[Records from a dataset]
------------------------------------------------
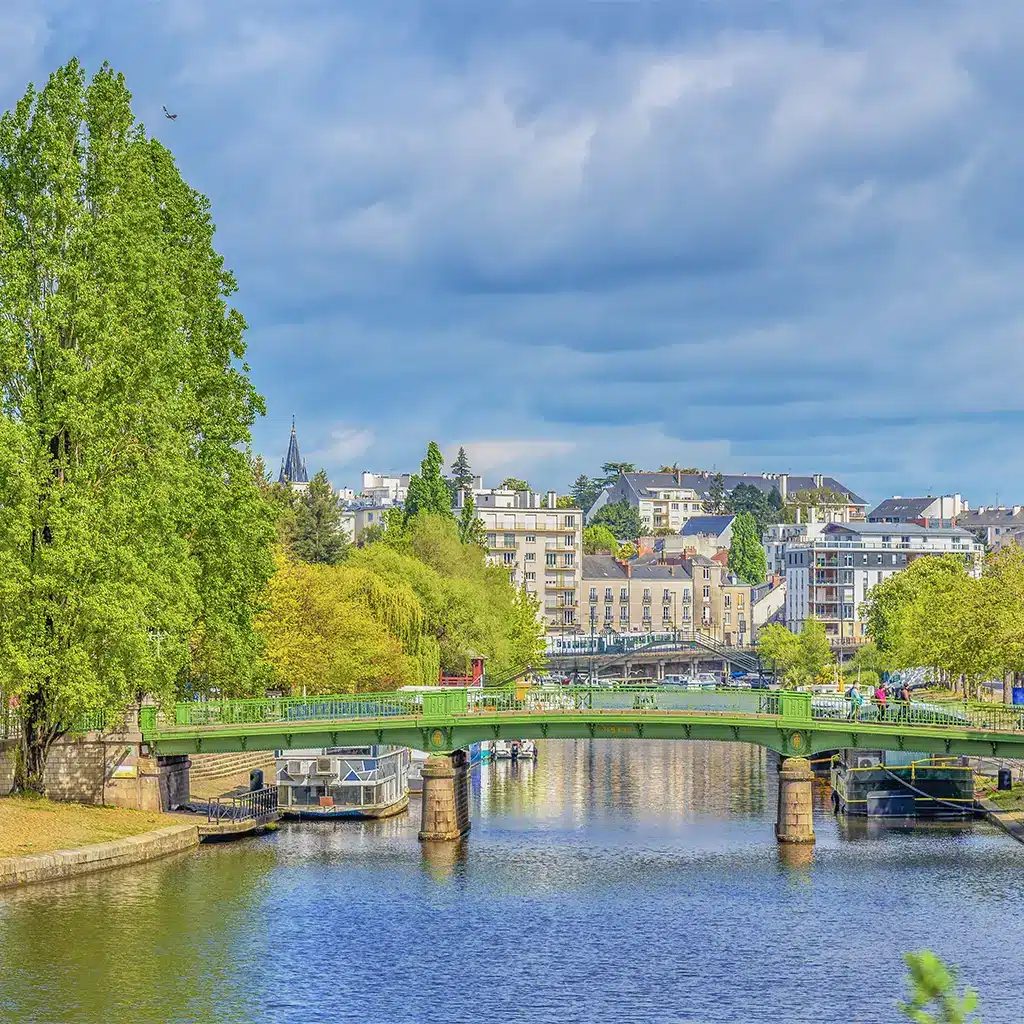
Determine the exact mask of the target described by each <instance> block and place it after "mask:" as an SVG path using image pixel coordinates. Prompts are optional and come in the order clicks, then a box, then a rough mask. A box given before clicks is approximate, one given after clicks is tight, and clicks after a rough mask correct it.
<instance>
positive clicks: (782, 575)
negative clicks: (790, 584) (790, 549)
mask: <svg viewBox="0 0 1024 1024" xmlns="http://www.w3.org/2000/svg"><path fill="white" fill-rule="evenodd" d="M826 525H827V523H824V522H817V521H815V522H779V523H775V524H774V525H771V526H769V527H768V528H767V529H766V530H765V531H764V534H763V535H762V536H761V543H762V545H763V546H764V549H765V558H766V560H767V562H768V574H769V575H780V577H784V575H785V553H786V551H788V549H790V546H791V545H796V546H798V547H799V546H800V545H803V544H806V543H807V542H808V541H810V540H812V539H813V538H815V537H817V536H818V535H819V534H820V532H821V530H823V529H824V528H825V526H826Z"/></svg>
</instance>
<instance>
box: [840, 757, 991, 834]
mask: <svg viewBox="0 0 1024 1024" xmlns="http://www.w3.org/2000/svg"><path fill="white" fill-rule="evenodd" d="M830 780H831V787H833V798H831V800H833V809H834V810H835V811H836V812H837V813H839V814H848V815H855V816H866V817H872V818H880V817H881V818H926V819H931V820H942V819H946V820H948V819H954V820H958V819H963V818H966V817H970V816H972V815H973V814H974V773H973V771H972V769H971V768H970V767H968V766H967V765H964V764H962V763H961V759H959V758H951V757H934V756H930V755H928V754H926V753H924V752H916V753H911V752H909V751H856V750H842V751H840V752H839V753H838V754H837V755H836V757H835V759H834V762H833V768H831V772H830Z"/></svg>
------------------------------------------------
Job:
Copy the listing above word for word, beginning at its start and continuing through the line that contains "negative clicks: (790, 584) (790, 549)", with both ends included. Leave the pictures out of your copy.

Exercise output:
Determine the exact mask of the target described by each <instance> block and place it after "mask:" as an SVG path using image pixel coordinates. Prompts are optional and come in the order clicks, then a box, then a rough mask. A box given before clicks is approximate, one given after clicks is tight, and clicks after a rough mask correct it.
<instance>
positive clicks: (782, 575)
negative clicks: (790, 584) (790, 549)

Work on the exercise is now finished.